• [What you should do] Every line with the word "trumpet" in it should be extracted from the data that follows.
▼▼▼
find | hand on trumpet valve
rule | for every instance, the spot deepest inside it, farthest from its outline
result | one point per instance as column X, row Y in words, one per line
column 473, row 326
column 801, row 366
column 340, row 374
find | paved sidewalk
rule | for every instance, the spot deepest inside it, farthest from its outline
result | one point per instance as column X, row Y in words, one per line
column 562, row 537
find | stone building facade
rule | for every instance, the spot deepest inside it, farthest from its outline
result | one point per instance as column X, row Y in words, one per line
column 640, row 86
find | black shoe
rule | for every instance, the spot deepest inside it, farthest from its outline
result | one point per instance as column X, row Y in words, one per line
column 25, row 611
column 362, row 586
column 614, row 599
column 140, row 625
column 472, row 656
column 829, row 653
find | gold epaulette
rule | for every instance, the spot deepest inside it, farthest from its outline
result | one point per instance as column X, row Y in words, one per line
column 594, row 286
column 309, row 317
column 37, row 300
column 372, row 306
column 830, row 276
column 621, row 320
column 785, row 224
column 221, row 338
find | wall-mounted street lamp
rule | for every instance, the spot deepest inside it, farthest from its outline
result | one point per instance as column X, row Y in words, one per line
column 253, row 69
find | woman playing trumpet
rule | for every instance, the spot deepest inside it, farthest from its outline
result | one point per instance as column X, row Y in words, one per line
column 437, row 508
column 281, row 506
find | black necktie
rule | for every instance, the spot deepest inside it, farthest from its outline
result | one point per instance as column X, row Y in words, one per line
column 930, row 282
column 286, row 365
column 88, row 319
▲▲▲
▼▼▼
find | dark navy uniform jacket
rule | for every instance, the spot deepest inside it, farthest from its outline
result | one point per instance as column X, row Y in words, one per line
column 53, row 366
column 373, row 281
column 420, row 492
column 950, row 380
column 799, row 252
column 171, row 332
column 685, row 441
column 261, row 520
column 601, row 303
▲▲▲
• [Solution for this exercise]
find | hand on trumpet valve
find | woman playing trumpet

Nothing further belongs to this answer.